Task details - Count the rows below that contain the string "bark", and reply with the number alone.

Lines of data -
........
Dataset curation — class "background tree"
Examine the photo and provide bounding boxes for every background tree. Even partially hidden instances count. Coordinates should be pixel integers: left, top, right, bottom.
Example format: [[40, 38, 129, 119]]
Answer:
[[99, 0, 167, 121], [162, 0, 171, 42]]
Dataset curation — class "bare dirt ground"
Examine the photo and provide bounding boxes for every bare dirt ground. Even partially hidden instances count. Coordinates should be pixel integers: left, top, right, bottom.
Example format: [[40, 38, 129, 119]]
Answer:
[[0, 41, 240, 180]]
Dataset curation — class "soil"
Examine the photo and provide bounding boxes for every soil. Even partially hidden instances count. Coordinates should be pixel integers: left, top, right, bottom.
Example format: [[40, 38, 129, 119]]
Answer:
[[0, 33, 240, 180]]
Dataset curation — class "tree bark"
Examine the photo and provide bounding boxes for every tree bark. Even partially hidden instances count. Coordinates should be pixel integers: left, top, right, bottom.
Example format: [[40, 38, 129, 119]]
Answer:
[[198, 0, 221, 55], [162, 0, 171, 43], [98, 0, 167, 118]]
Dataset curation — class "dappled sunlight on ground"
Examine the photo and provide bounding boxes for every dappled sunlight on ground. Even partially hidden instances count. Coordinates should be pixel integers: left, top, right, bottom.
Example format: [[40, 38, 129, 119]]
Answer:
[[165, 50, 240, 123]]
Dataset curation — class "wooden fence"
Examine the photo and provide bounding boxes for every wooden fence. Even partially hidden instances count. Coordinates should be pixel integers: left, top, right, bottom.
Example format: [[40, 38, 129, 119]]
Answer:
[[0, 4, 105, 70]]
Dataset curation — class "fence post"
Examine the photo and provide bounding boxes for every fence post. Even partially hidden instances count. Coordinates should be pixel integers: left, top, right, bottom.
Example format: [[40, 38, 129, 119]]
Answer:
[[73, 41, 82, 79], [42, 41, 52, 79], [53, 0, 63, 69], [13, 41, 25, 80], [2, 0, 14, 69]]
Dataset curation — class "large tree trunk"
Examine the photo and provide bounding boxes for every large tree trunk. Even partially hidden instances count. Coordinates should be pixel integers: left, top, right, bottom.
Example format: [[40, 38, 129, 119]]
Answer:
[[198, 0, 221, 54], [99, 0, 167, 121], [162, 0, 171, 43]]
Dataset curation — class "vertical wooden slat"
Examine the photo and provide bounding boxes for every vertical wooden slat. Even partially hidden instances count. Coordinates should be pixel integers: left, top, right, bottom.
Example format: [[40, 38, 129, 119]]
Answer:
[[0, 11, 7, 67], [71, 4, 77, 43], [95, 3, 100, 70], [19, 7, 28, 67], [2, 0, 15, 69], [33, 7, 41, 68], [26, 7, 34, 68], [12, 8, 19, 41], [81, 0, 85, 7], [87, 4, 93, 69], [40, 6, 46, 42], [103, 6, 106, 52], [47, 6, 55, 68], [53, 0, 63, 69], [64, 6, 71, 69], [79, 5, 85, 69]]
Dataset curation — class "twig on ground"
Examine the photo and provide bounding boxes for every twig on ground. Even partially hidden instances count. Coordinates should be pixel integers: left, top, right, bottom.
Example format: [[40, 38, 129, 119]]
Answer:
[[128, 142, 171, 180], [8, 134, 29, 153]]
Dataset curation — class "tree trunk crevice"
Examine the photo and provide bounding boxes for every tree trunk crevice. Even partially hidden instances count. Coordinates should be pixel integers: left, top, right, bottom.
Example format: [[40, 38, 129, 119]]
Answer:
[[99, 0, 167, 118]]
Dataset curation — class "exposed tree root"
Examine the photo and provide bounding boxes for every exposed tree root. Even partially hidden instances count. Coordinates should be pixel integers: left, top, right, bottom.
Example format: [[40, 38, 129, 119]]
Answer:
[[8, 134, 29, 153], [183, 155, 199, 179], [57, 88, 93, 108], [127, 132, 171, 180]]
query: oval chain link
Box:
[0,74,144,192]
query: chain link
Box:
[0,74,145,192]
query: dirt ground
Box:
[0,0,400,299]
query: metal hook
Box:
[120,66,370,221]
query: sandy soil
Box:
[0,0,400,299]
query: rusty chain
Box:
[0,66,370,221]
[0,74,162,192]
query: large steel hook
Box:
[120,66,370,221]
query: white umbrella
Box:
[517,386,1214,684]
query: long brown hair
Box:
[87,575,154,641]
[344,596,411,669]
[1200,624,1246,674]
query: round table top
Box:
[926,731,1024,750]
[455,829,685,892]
........
Reply to the task - 2